KUTIPAN TERPILIH:
—————

Kemarin, seorang kawan bercerita. Selama bulan Ramadan, katanya rajin tadarusan Al Quran. Tapi baru sehari berselang saat lebaran, katanya lagi kok malas ya? Apa karena sudah bukan bulan puasa? Saya sih diam saja.
Dari obrolan itu, saya hanya menegaskan pentingnya “konsistensi” dalam urusan apapun. Ya, apapun harus konsisten alias mantap dalam bertindak. Jangankan ibadah, urusan sepele seperti cuci piring atau menyapu lantai saja bila tidak konsisten ya akan kacau-balau. Ngomong juga kalau tidak konsisten ya pasti beda dengan perilakunya. Apa yang diomong, apa yang dikerjakan itu kuncinya ada di konsistensi.
Konsisten atau istikomah itu bukan hanya sikap tapi perbuatan. Untuk melakukan suatu hal secara berkelanjutan, terus menerus. Apapun motifnya, mau ada uangnya atau tidak ada uangnya ya harus konsisten. Karena konsisten itu berarti tetap, kokoh, dan berdiri tegak dalam kondisi apapun. Dan apapun aktivitasnya apabila dikerjakan secara berulang dan teratur, Insya Allah pasti ada hasilnya. Bahkan bisa jadi “passion” atau gairah tersendiri yang diraih. Maka di situ, ada kepuasan batin yang tidak ternilai harganya.
Jujur saja saat ini, saya jadi orang yang selalu menulis setiap hari. Minimal satu artikel, tentang apa saja yang bisa dan mau saya tulis. Terserah ada yang baca atau tidak, saya tidak peduli. Karena sejatinya, saya sedang melatih dan membiasakan konsistensi dalam menulis. Dan bagi saya, lebih baik menulis daripada banyak omong. Sebab, tulisan pada akhirnya ada rekam jejaknya. Bisa dilacak di kemudian hari. Bikin kue atau aktif di taman bacaan pun butuh konsistensi. Bukan hanya sebatas berani memulai tapi tidak mampu menjaga konsistensinya. Apalagi hanya karena euphoria, ikut-ikutan semata tanpa didukung sikap istikomah untuk memeliharanya dari waktu ke waktu.

—————

Menurut tulisan tentang konsistensi ini, berapa artikel paling sedikit yang ditulis penulis setiap hari? Entri-entri yang menyusul tidak perlu digunakan.

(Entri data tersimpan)
—————

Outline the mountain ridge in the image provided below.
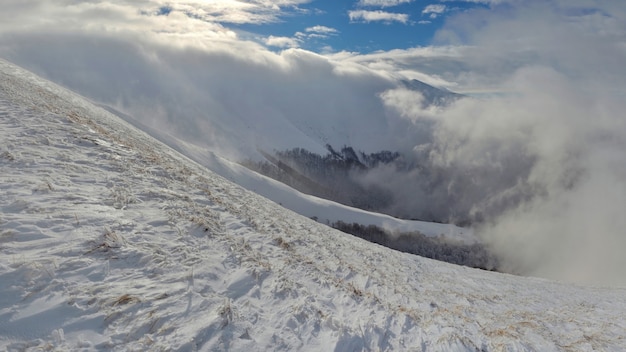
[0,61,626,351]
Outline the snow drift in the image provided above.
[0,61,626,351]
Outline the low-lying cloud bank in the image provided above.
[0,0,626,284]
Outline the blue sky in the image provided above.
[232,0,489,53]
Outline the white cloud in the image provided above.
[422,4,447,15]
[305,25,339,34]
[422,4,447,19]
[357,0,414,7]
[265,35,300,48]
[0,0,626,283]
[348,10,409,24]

—————

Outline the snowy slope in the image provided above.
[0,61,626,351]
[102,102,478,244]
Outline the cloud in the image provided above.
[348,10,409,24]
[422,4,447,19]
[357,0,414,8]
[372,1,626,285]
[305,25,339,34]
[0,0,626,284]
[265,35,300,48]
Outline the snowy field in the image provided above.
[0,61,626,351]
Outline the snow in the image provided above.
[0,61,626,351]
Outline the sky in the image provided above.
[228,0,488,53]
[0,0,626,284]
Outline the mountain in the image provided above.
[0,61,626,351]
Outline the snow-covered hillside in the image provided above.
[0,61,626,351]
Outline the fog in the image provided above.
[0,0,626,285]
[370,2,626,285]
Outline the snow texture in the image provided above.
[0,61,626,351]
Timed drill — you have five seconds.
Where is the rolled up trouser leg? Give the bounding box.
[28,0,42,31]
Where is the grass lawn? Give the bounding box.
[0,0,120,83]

—————

PENYELESAIAN SOAL:
Minimal satu artikel.